Task to complete:
Which lines in the rows below contain the string "shirt"? List every such line in full, treating uppercase and lowercase as different.

——————————

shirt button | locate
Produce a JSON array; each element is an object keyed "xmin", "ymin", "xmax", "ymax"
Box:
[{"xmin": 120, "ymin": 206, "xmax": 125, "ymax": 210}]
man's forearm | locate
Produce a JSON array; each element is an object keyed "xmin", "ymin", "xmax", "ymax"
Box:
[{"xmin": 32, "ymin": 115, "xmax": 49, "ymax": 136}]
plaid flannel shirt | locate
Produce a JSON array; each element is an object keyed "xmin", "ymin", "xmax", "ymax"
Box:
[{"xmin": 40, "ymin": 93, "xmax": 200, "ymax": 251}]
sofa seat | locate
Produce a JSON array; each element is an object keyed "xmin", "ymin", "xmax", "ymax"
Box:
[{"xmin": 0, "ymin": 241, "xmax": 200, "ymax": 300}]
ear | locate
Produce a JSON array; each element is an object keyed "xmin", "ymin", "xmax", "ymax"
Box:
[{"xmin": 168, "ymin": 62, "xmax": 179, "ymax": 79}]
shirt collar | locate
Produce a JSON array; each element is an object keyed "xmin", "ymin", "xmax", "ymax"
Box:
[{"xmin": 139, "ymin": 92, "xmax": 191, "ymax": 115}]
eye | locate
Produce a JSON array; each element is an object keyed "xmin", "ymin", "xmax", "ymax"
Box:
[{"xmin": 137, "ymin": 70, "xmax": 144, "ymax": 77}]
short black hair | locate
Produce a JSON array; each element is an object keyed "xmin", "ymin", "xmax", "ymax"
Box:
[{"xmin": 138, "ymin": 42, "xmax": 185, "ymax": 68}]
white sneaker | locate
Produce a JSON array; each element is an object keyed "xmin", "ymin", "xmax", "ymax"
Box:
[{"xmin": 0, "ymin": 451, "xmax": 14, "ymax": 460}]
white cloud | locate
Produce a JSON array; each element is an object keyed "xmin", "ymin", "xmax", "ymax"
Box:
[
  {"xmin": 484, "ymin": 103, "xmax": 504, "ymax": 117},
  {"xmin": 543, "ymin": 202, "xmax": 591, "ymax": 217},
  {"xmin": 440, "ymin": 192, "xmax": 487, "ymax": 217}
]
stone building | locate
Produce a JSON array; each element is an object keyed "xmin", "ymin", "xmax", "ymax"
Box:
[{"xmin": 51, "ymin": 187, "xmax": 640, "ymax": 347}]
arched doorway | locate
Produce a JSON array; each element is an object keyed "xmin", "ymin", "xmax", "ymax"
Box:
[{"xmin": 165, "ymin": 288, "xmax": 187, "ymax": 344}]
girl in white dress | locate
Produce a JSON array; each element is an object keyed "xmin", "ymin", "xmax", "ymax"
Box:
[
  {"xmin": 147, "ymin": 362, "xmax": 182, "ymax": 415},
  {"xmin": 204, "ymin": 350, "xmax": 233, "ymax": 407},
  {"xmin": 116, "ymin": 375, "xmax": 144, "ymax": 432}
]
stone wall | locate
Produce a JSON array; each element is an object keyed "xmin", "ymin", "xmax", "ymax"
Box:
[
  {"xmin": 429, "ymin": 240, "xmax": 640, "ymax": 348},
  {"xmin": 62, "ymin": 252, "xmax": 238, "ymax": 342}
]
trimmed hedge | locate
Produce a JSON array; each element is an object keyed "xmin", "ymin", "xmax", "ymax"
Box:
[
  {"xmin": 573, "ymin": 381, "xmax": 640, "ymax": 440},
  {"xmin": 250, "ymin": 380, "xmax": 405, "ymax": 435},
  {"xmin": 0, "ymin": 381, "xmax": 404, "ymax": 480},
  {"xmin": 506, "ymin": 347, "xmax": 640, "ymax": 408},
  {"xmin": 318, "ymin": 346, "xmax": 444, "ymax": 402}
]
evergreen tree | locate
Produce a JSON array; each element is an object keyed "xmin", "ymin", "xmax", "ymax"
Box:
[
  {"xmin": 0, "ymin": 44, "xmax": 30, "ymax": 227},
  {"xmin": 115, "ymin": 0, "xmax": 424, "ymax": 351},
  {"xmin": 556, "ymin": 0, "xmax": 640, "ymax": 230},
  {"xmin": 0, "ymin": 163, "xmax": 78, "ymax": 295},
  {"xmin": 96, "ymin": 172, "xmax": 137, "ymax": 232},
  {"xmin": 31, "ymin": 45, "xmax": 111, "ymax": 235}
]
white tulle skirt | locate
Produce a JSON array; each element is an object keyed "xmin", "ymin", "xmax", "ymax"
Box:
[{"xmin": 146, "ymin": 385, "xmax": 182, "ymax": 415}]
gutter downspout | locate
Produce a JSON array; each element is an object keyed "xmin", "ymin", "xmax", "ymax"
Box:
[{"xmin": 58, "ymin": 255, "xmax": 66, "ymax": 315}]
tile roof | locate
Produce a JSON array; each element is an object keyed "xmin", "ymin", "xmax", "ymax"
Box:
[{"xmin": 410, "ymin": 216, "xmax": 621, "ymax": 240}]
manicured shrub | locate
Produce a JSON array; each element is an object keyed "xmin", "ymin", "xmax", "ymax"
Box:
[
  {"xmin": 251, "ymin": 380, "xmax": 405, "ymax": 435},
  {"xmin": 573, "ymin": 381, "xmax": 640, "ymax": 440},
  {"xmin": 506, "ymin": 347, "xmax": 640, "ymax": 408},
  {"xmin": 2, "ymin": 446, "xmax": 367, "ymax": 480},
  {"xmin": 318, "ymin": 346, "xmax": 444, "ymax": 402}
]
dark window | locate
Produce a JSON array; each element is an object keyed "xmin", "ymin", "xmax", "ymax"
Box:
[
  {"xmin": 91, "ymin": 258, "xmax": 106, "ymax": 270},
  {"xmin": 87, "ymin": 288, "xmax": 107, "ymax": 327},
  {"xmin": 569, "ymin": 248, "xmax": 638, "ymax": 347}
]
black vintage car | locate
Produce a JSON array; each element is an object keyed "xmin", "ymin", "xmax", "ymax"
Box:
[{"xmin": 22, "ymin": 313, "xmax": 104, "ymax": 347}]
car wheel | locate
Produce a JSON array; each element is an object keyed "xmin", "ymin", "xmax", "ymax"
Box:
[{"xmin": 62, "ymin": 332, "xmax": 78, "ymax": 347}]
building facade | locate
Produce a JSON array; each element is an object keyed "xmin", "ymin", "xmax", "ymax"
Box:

——————————

Written solution:
shirt button | locate
plaid flannel shirt | locate
shirt collar | locate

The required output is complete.